(Stored rows):
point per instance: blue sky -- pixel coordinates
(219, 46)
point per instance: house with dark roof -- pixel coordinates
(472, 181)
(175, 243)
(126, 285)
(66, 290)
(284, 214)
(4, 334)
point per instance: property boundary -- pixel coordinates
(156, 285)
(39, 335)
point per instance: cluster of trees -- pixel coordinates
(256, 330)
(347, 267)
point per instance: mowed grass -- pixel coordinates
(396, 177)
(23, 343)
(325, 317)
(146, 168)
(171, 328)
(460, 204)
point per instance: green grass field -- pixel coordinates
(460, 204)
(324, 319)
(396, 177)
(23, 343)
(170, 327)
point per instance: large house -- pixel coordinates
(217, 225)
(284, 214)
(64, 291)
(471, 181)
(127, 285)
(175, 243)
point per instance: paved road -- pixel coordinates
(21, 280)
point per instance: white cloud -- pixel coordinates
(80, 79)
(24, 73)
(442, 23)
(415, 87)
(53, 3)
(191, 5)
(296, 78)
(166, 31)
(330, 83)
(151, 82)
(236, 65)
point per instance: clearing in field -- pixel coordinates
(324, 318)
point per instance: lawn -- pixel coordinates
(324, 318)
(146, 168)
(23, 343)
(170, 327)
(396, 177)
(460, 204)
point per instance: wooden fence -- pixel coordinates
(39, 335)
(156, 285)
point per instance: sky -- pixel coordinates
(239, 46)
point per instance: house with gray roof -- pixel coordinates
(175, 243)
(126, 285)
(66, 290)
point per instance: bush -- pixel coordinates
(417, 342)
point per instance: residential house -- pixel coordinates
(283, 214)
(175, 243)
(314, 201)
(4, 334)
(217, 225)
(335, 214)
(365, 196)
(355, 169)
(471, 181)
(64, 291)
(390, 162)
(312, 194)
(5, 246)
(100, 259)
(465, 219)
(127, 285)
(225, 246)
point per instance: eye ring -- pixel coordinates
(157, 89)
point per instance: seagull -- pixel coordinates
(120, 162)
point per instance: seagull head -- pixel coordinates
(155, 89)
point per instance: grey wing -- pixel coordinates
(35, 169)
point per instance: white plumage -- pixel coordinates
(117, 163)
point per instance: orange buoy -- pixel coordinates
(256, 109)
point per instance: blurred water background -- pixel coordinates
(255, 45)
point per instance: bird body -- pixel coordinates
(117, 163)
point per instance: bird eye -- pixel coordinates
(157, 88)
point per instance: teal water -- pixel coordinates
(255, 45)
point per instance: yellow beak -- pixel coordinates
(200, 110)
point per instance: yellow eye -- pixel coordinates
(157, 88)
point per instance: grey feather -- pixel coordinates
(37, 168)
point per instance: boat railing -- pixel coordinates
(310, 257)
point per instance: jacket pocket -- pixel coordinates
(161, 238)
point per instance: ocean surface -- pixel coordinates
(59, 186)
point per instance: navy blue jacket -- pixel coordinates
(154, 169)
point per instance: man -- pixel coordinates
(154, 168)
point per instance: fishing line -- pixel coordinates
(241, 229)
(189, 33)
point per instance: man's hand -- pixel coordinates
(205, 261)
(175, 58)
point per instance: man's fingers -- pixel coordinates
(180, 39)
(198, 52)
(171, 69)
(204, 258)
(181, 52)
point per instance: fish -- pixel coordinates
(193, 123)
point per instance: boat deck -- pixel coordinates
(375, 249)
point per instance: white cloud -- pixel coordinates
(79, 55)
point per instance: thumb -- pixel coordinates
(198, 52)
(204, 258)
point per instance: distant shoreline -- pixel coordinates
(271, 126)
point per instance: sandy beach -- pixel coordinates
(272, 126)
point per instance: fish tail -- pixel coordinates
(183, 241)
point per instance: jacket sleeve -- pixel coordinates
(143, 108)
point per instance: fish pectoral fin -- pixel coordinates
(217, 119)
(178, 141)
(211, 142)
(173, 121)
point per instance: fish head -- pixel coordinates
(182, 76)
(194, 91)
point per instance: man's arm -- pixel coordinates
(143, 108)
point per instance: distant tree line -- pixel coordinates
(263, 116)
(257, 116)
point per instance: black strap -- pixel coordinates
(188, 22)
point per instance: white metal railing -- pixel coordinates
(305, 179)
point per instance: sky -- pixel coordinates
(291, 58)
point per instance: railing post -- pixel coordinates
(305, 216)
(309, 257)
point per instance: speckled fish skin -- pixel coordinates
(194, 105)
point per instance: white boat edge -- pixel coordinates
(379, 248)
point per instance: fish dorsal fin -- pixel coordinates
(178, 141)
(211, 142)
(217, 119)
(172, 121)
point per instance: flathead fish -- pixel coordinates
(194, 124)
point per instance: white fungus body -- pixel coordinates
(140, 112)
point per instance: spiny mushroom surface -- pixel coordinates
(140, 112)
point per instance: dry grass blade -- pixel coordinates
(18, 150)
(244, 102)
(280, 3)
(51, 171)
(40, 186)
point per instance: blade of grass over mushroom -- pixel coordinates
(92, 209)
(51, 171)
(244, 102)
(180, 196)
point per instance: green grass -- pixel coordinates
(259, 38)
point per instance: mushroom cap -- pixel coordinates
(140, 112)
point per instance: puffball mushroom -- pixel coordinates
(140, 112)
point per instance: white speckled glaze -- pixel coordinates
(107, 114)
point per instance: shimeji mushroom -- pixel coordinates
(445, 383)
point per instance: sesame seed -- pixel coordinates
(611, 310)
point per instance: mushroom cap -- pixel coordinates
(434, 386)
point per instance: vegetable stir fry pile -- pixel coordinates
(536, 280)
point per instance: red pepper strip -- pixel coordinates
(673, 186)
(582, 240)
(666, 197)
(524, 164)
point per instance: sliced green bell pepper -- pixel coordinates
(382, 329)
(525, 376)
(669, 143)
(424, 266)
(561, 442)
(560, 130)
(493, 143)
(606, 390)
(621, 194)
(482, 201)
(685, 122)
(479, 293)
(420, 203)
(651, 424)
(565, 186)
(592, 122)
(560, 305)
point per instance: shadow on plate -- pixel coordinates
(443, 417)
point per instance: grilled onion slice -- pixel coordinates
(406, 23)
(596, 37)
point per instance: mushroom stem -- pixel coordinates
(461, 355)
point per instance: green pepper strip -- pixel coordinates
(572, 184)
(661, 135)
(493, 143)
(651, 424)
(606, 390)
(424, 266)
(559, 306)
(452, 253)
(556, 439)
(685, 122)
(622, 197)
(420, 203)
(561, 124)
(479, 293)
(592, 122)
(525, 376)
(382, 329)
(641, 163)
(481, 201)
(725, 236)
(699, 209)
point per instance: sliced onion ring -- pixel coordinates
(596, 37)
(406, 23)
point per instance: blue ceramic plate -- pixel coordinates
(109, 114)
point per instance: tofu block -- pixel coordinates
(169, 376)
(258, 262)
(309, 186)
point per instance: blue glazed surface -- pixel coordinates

(Task prompt): Beginning with the line that contains "point per instance: puffball", quote each line exactly through the last line of the entries above, and nothing beyond them.

(Answer to the problem):
point per instance: puffball mushroom -- pixel coordinates
(140, 112)
point per instance: white speckled glaze -- pixel coordinates
(107, 114)
point per instance: shimeji mushroom -- pixel coordinates
(445, 383)
point per instance: sesame seed -- pixel coordinates
(611, 310)
point per instance: mushroom cap -- pixel coordinates
(434, 386)
point per instance: vegetable stir fry pile -- pixel coordinates
(536, 280)
point per instance: red pepper strip -- pixel coordinates
(673, 186)
(582, 240)
(666, 197)
(524, 164)
point per instance: sliced green bell pepper -- pixel coordinates
(382, 329)
(525, 376)
(669, 143)
(424, 266)
(561, 442)
(560, 130)
(493, 143)
(606, 390)
(621, 194)
(482, 201)
(685, 122)
(479, 293)
(420, 203)
(651, 424)
(565, 186)
(592, 122)
(560, 305)
point per instance: shadow on plate -- pixel coordinates
(443, 417)
point per instance: grilled onion slice -- pixel coordinates
(406, 23)
(596, 37)
point per instance: mushroom stem -- pixel coordinates
(461, 355)
point per instance: green pepper strip -- pixel coordinates
(572, 184)
(661, 135)
(493, 143)
(651, 424)
(606, 390)
(424, 266)
(559, 306)
(452, 253)
(556, 439)
(685, 122)
(622, 197)
(420, 203)
(561, 124)
(479, 293)
(592, 122)
(525, 376)
(382, 329)
(641, 163)
(481, 201)
(725, 236)
(699, 209)
point per instance: sliced onion ring -- pixel coordinates
(596, 37)
(406, 23)
point per instance: blue ceramic plate -- pixel coordinates
(109, 114)
point per instance: tofu block -- pixel coordinates
(169, 376)
(258, 262)
(309, 186)
point per instance: blue glazed surface -- pixel coordinates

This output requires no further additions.